*EXERCISE GOAL*. Repeat the entries word for word. Leave nothing out.
○ ○ ○
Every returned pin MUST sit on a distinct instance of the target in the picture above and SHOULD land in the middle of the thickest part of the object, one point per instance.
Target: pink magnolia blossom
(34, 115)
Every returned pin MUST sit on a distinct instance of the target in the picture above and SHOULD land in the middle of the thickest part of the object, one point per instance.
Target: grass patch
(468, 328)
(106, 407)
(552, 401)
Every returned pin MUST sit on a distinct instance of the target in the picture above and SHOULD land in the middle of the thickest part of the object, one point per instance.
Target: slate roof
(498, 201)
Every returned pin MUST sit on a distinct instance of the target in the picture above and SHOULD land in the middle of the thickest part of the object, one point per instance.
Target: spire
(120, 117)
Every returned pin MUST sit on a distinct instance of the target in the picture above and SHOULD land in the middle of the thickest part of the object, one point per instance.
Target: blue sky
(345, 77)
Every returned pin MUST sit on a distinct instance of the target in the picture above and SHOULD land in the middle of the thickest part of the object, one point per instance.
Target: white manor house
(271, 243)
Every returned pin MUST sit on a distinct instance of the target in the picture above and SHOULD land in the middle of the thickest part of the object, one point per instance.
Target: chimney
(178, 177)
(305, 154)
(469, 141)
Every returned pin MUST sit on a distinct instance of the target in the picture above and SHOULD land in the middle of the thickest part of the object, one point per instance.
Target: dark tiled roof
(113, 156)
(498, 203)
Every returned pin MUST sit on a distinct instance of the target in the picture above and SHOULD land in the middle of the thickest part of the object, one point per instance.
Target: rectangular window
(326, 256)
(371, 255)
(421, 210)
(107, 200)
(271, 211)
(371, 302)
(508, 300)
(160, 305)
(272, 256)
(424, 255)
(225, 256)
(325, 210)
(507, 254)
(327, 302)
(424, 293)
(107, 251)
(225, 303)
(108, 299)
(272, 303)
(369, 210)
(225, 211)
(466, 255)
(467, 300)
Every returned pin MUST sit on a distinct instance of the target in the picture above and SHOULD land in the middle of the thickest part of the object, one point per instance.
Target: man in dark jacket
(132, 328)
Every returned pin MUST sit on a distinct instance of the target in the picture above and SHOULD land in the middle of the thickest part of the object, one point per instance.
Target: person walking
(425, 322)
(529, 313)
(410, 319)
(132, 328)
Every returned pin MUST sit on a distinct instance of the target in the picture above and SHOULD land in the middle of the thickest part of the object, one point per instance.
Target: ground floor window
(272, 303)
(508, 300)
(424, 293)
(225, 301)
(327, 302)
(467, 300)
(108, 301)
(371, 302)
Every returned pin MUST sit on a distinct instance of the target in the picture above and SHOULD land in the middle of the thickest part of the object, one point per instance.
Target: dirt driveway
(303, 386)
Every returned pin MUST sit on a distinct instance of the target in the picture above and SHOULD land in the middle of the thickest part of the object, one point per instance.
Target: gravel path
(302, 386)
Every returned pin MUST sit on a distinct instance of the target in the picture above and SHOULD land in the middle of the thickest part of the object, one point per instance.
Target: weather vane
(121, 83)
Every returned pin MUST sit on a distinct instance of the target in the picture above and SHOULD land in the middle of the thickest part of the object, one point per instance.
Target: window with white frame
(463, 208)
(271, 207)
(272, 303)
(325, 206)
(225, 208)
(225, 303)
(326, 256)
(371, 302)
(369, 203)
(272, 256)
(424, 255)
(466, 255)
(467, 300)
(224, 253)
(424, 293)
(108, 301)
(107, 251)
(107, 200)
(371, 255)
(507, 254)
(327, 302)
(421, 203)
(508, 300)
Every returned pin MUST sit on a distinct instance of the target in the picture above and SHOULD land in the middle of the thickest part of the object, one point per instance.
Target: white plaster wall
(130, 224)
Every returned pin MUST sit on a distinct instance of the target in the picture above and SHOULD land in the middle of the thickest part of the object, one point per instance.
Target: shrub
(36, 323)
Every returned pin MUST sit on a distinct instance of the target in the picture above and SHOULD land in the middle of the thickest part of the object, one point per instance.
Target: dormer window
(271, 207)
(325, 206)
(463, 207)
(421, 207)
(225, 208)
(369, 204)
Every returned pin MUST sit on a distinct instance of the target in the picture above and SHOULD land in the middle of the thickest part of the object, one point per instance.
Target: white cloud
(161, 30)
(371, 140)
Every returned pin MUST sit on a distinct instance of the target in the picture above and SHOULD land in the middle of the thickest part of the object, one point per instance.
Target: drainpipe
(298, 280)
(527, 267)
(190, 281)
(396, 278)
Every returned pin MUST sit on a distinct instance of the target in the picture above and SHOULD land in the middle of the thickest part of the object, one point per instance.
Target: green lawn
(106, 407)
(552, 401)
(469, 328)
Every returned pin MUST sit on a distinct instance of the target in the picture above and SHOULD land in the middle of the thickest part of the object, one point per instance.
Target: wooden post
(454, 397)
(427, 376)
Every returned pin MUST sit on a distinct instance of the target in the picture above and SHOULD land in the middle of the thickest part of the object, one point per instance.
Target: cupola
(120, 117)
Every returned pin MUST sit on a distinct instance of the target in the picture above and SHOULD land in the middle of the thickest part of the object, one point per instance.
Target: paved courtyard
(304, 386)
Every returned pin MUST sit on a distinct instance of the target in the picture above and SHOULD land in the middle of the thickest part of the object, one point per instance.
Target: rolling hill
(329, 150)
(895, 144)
○ ○ ○
*EXERCISE RESULT*.
Every returned pin MUST sit on a distinct instance of the target in the picture above and SHOULD land in the middle of the thickest part of the object, one point per instance.
Target: pink magnolia blossom
(34, 115)
Every returned pin MUST sit on a distinct instance of the target in the picture above and SHOULD land in the middle of the thickest part of the object, one point per instance.
Target: grass patch
(468, 328)
(106, 407)
(552, 401)
Every returned pin MUST sit on a distinct instance of the target in the picture above and SHOULD land in the middle of the thickest part of the object, one point per instance.
Target: slate roof
(498, 201)
Every returned pin MUST sit on a distinct instance of the target in the picture above and SHOULD land in the middle of the thickest part of the object, one point per instance.
Target: spire
(120, 117)
Every returned pin MUST sit on a distinct instance of the target in the picture above and SHOULD land in the middle of the thickest part of the object, one point per instance.
Target: blue sky
(345, 77)
Every returned pin MUST sit on a distinct instance of the target in the picture above and SHOULD land in the middle of the thickest part of the object, one point per instance.
Target: white manor house
(271, 243)
Every returned pin MUST sit on a distinct instance of the target in the picture above and SHOULD land in the middle of the thickest part of the object, one point per instance.
Target: chimney
(178, 177)
(305, 154)
(469, 141)
Every returned pin MUST sit on a distinct instance of the target in the picture above and SHOULD land in the middle of the thickest part of the object, one point per instance.
Target: dark tiled roof
(113, 156)
(498, 203)
Every returned pin MUST sit on a distinct instance of the target in the picture above and SHOULD land in the middle of the thickest part of the object, one point per instance.
Target: rectangular window
(326, 256)
(371, 255)
(421, 210)
(107, 200)
(271, 211)
(371, 302)
(508, 300)
(160, 305)
(272, 256)
(424, 255)
(225, 256)
(325, 210)
(507, 254)
(327, 302)
(424, 293)
(107, 251)
(225, 303)
(108, 299)
(272, 303)
(369, 210)
(225, 211)
(466, 255)
(467, 300)
Every returned pin MUST sit on a distinct instance of the target in the picture above and SHOULD land in the middle of the thickest part of the object, one point per instance.
Target: man in dark jacket
(132, 328)
Every returned pin MUST sit on a distinct instance of the target in the picture above and SHOULD land in the middle of the thickest part of the object, one point per instance.
Target: person walking
(425, 322)
(529, 313)
(410, 319)
(132, 328)
Every returned pin MUST sit on a distinct instance of the target in the picture above and SHOULD land in the middle of the thickest part of the object, one point per instance.
Target: ground floor window
(272, 303)
(508, 300)
(424, 293)
(225, 301)
(327, 302)
(467, 300)
(108, 301)
(371, 302)
Every returned pin MUST sit on a distinct instance of the target in the picture above and SHOULD land in the middle of the thickest part of the object, one point per instance.
Target: dirt driveway
(303, 386)
Every returned pin MUST sit on a distinct instance of the target in the picture above and SHOULD land in the middle of the thickest part of the object, one point per instance.
Target: gravel path
(302, 386)
Every returned pin MUST sit on a distinct instance of the target in the picture above and SHOULD land in the middle of the thickest part of the object, one point per instance.
Target: weather vane
(121, 83)
Every returned pin MUST sit on a distinct instance of the target in the picture above and SHOULD land in the middle of the thickest part of the object, one point per instance.
Target: window with white frame
(463, 208)
(271, 207)
(272, 303)
(325, 206)
(225, 208)
(225, 303)
(326, 256)
(371, 302)
(369, 203)
(272, 256)
(424, 255)
(466, 255)
(467, 300)
(224, 253)
(424, 293)
(108, 301)
(107, 251)
(107, 200)
(371, 255)
(507, 254)
(327, 302)
(421, 203)
(508, 300)
Every returned pin MUST sit on a distinct instance of the target in the picture above and SHOULD land in the middle of the thickest part of the object, one point per instance.
Target: white plaster wall
(130, 224)
Every returned pin MUST sit on a distinct instance of the target in the picture above and SHOULD land in the middle of the thickest part of the object, one point per instance.
Target: shrub
(36, 323)
Every returned pin MUST sit on a distinct instance of the target in the picture above and SHOULD land in the middle of the thickest part of the object, one point per instance.
Target: dormer window
(271, 207)
(325, 206)
(463, 207)
(421, 207)
(225, 208)
(369, 204)
Every returned pin MUST sit on a distinct instance of the target in the picture above and SHOULD land in the middle of the thickest part of the object, one point per instance.
Target: white cloud
(161, 30)
(371, 140)
Every returned pin MUST sit on a distinct instance of the target in the picture above and SHOULD land in the middle of the thickest part of the object, one point per instance.
Target: drainpipe
(298, 280)
(527, 267)
(190, 281)
(396, 278)
Every returned pin MUST sit on a distinct instance of the target in the picture above and SHOULD land in the middle of the thickest part of the object, one point per instance.
Target: green lawn
(106, 407)
(552, 401)
(469, 328)
Every returned pin MUST sit on a distinct instance of the target in the picture above and SHOULD land in the middle of the thickest part of the object, one point per instance.
Target: wooden post
(454, 397)
(427, 376)
Every returned pin MUST sit on a distinct instance of the target in the picture above and SHOULD land in the middle of the thickest part of the object, one point per instance.
Target: cupola
(120, 117)
Every returned pin MUST sit on a distinct instance of the target in the picture above and SHOULD land in the middle of the thickest part of the object, one point per instance.
Target: paved courtyard
(304, 386)
Every returned pin MUST sit on a distinct instance of the target in the picture above and SHOULD land in the middle of the thickest part of the object, one point per instance.
Target: rolling hill
(329, 150)
(895, 144)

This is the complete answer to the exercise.